Text passage.
---

“Fire-fighting” approach to humanitarian aid unsustainable – Deputy UN chief

Thu, Dec 13, 2018 | By publisher


Foreign

UN Deputy Secretary-General, Ms Amina Mohammed, has told a top panel on humanitarian aid that maintaining a “fire-fighting approach is not sustainable” in the long term.

Speaking at the seventh annual Global Humanitarian Policy Forum, Mohammed said around one in every 60 people across the world caught up in a crisis that requires urgent humanitarian assistance.

She regretted that poverty, climate change and other challenges were leaving multitudes vulnerable to the devastating impacts of war and natural disaster.

Mohammed spotlighted that Yemen remained on the brink of famine, Ebola was resurgent in the Democratic Republic of the Congo and “some two billion people still lack safe drinking water – more than a quarter of the world”.

“Global hunger has increased for a third consecutive year. Almost one-in-nine people suffer from hunger,” she said.

Mohammed noted that some 132 million people, mostly women and girls, would need aid and protection in 42 countries around the world, commending generous donors and humanitarian workers.

The UN deputy chief, however, stated: “We should be trying to prevent these crises from happening in the first place, rather than helping people to survive them once they erupt”.

“We need political solutions; and we need to invest in sustainable development to resolve and prevent crises – of all kinds”, she maintained.

---

Data section.
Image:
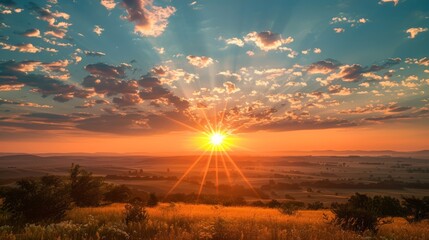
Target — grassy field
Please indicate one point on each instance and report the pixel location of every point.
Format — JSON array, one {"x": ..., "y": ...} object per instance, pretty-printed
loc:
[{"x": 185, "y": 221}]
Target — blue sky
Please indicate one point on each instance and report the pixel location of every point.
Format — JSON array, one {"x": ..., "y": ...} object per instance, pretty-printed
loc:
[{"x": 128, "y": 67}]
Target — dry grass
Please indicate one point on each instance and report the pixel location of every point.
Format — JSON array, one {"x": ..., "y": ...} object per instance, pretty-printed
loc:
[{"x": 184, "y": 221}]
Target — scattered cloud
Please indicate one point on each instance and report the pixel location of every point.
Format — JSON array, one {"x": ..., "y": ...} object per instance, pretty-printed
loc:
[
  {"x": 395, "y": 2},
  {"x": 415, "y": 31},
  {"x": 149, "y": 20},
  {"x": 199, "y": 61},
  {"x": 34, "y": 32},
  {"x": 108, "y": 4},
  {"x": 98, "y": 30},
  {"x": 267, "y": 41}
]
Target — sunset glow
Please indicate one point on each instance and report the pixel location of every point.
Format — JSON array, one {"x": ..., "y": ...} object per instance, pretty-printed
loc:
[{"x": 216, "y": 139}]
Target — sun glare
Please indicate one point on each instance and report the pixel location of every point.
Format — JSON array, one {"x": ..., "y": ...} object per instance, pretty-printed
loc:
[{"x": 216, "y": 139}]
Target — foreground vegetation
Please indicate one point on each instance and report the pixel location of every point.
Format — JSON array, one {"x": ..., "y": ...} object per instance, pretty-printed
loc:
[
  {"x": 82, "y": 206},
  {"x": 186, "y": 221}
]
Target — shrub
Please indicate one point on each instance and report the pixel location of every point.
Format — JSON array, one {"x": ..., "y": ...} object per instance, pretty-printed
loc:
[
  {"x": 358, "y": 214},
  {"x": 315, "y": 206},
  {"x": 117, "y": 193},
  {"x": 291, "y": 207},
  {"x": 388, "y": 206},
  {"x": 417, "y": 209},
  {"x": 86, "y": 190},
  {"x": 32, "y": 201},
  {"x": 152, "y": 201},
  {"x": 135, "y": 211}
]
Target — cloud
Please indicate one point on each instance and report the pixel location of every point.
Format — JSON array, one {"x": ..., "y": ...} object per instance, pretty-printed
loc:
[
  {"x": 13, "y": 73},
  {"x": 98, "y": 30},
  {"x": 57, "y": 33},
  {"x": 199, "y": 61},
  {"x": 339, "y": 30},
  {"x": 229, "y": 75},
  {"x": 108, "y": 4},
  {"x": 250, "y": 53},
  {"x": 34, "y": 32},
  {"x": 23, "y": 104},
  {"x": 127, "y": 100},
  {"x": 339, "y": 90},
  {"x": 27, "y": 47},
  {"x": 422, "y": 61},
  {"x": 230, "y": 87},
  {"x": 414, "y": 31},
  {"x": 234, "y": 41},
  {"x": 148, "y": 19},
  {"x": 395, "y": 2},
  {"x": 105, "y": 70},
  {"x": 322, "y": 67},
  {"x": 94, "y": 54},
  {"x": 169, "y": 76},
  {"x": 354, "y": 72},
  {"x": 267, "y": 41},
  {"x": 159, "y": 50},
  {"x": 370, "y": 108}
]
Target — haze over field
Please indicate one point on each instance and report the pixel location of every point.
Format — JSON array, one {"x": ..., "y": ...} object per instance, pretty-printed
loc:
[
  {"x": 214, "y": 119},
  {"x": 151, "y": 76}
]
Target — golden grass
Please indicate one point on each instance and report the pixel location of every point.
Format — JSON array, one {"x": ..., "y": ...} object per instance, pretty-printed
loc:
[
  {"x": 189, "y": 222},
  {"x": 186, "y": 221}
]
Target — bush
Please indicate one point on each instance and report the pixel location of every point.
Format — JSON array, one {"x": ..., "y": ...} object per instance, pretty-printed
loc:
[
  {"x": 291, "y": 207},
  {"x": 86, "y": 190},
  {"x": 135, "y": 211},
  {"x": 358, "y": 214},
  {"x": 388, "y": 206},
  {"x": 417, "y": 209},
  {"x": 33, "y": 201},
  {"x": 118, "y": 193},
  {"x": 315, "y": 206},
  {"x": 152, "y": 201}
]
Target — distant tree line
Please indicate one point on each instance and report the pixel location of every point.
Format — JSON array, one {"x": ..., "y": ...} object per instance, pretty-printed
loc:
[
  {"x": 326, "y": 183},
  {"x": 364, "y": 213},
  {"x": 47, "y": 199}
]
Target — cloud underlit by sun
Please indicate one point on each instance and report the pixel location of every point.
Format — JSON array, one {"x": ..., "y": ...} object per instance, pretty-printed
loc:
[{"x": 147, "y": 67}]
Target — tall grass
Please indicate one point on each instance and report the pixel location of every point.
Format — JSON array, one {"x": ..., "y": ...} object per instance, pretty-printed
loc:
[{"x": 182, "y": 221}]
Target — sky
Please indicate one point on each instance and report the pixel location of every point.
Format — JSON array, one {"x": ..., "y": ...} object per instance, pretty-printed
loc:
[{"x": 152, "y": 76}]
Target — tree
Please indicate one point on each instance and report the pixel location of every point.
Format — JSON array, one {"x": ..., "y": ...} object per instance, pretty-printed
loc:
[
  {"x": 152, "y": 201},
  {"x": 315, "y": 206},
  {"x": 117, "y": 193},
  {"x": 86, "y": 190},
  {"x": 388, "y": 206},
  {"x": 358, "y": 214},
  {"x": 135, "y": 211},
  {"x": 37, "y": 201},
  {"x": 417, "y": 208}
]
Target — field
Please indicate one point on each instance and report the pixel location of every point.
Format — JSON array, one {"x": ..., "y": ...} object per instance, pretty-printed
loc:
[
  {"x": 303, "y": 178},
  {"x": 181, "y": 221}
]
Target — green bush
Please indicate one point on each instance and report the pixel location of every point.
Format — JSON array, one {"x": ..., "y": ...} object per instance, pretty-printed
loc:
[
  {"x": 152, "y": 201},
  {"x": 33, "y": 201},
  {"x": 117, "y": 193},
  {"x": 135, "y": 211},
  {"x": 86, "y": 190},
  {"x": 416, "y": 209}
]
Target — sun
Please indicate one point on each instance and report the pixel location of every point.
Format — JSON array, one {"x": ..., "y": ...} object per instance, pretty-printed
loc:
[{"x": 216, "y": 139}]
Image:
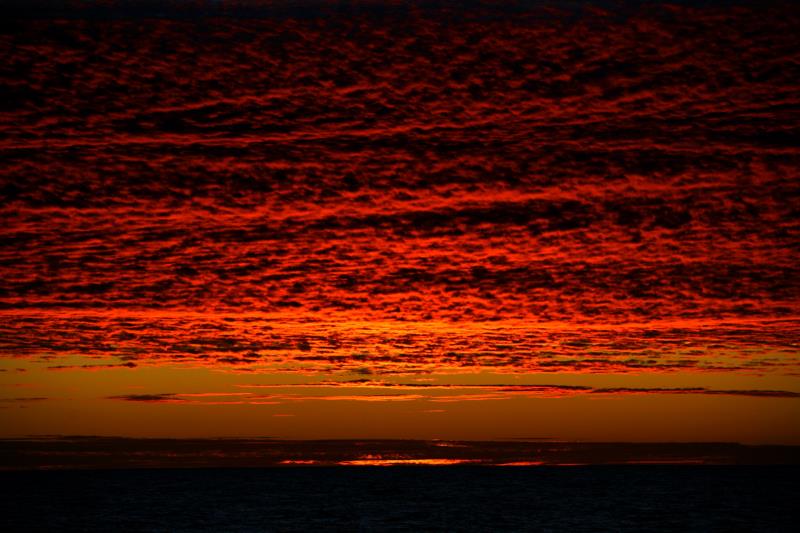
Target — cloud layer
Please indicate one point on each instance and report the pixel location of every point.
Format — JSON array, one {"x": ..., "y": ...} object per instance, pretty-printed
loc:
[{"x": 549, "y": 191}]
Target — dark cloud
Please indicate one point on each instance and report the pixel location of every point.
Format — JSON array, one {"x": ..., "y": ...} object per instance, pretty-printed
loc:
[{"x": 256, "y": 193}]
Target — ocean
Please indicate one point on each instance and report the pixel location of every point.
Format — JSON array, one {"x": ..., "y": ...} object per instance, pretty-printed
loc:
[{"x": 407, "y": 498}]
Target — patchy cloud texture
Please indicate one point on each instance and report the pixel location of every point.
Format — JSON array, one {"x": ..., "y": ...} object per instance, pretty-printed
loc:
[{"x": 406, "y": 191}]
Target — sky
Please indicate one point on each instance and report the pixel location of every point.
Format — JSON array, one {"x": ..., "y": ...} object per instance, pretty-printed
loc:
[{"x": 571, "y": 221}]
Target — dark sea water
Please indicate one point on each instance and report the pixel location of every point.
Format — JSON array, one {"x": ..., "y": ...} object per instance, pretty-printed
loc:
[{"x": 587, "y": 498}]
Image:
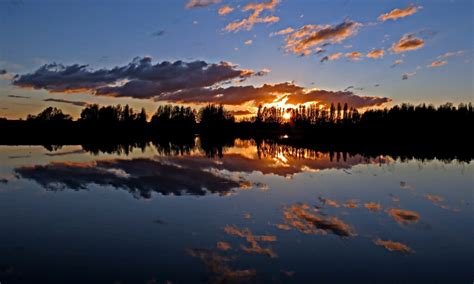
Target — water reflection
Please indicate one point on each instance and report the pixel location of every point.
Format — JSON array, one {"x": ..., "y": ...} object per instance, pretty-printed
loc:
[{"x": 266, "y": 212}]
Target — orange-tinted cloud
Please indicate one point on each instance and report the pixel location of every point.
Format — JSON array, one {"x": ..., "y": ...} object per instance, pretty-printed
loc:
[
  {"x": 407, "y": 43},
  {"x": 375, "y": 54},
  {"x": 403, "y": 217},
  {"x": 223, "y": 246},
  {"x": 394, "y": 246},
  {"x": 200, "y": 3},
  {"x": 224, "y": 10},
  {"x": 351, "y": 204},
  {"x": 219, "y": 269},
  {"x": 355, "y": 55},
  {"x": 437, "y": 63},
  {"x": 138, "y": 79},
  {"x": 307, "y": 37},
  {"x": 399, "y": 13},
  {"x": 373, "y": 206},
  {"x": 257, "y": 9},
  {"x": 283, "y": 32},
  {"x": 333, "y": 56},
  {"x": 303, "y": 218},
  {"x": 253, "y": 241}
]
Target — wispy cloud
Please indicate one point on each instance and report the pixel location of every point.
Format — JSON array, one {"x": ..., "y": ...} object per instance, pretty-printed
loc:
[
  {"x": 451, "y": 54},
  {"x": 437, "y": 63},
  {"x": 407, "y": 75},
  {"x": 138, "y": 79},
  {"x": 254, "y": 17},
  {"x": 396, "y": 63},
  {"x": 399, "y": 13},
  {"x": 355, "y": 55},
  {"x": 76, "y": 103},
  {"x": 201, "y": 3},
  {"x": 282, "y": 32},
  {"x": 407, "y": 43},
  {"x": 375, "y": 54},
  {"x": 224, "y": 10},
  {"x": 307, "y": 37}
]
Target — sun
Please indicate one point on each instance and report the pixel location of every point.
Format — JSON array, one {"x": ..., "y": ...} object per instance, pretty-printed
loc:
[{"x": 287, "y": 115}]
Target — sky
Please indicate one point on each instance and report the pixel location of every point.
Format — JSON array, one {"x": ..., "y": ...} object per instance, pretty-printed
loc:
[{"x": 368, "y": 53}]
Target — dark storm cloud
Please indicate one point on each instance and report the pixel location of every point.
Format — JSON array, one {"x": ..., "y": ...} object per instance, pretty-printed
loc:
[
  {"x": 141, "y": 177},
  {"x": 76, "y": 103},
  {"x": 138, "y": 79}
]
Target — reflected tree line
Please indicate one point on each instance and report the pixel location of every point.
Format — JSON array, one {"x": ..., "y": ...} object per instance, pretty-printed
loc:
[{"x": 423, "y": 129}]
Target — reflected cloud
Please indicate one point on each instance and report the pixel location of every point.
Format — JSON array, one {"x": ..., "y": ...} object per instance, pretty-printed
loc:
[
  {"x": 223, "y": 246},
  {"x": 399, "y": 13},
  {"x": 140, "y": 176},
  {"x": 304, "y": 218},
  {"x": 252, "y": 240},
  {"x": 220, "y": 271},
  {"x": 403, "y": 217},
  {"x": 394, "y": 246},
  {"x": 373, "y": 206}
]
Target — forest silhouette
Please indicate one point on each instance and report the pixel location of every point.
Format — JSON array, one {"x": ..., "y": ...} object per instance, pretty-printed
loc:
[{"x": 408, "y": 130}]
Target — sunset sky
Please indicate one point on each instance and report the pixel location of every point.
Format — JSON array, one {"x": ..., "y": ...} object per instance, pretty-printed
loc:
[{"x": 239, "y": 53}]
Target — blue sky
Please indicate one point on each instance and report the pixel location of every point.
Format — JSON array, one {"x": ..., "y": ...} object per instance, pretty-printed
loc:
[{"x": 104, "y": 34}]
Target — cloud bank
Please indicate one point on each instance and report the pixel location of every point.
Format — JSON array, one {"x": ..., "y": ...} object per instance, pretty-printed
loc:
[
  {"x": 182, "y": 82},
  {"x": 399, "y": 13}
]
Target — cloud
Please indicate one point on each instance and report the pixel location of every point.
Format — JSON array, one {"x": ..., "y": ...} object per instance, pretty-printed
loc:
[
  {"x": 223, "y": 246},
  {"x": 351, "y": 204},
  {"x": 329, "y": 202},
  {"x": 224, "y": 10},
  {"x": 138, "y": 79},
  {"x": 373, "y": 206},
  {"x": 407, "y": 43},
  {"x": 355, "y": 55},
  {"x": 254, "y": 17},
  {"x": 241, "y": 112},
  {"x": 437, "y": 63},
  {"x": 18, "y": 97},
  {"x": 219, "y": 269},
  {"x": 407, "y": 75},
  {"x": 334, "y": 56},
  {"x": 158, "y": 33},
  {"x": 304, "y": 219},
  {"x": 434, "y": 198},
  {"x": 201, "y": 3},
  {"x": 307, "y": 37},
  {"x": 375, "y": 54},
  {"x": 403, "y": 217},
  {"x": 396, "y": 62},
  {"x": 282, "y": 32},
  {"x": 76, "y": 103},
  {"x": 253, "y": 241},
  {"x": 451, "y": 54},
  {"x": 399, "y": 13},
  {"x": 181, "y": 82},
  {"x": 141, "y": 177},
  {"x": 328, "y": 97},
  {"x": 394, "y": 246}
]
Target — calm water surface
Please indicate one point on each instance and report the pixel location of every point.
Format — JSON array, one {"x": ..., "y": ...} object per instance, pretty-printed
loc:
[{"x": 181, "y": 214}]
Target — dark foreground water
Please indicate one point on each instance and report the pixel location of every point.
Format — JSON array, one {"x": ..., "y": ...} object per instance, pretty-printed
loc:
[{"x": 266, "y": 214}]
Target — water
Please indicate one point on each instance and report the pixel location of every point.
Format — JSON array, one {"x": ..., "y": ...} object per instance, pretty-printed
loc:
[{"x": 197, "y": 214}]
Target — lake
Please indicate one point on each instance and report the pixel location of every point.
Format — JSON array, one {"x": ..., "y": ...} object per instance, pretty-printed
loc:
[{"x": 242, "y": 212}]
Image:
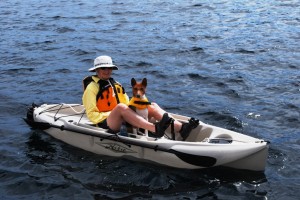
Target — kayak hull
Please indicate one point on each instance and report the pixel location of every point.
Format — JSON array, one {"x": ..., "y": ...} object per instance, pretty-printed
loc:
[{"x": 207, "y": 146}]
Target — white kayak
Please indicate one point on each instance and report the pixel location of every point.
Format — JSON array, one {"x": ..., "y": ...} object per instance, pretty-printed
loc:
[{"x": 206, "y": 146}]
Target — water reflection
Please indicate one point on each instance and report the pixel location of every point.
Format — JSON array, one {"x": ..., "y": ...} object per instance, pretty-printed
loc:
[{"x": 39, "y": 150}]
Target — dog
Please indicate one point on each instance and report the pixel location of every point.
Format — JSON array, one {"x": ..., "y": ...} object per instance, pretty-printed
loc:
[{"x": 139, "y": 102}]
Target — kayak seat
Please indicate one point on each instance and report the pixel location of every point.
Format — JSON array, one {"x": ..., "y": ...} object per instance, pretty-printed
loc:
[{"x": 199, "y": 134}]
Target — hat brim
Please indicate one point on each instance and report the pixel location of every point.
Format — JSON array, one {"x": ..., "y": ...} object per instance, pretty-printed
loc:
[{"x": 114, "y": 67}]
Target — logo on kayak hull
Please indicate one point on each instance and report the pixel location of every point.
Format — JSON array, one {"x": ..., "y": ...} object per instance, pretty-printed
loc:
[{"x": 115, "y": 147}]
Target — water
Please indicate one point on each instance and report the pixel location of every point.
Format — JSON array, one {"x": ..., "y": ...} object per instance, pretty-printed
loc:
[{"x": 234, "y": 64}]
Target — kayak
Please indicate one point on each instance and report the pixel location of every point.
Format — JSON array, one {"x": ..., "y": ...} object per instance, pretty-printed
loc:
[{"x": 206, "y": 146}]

---

Carry on the news report on the UN deputy chief's remarks about humanitarian aid, the text that comes before the listing, starting after its last sentence.

Written response.
The forum, organised by UN Office for the Coordination of Humanitarian Affairs, is assessing the current humanitarian landscape to identify concrete approaches to challenges, such as compliance, financing and humanitarian-development collaboration.

Mohammed called the 2030 Agenda for Sustainable Development “our blueprint” for long-term investment in resilient States and “our best tool” to prevent and overcome existing crises.

According to her, children suffer the most in humanitarian crises, saying that in countries affected by emergencies, they often lose their homes, family members, friends, and sense of security and normal routine.

“But without access to education, they are also at risk of losing their futures,” she added.

The deputy UN scribe pointed out that 60 per cent of preventable maternal deaths occurred in crisis zones, and that girls are more than twice as likely as boys to be out of school there.

She maintained that “implementing the SDGs is first and foremost about saving and improving the lives of people and preventing suffering.”

“We also need to walk the talk by investing in women’s participation and gender equality,” she stressed, highlighting that this effectively bolsters humanitarian aid programmes.

By the end of 2017, 68.5 million people were forcibly displaced, from 59.5 million in 2014, while food insecurity escalated from 108 million in 2016 to an estimated 124 million.

The average humanitarian appeal lasts seven years compared to four in 2005; this, Mohammed lamented: “Yet less than two per cent of our humanitarian aid goes to meeting this goal. This must change.”

She also cited the recent UN-World Bank study, ‘Pathways for Peace’, which estimated that conflict prevention could save some $34 billion in economic damage, annually.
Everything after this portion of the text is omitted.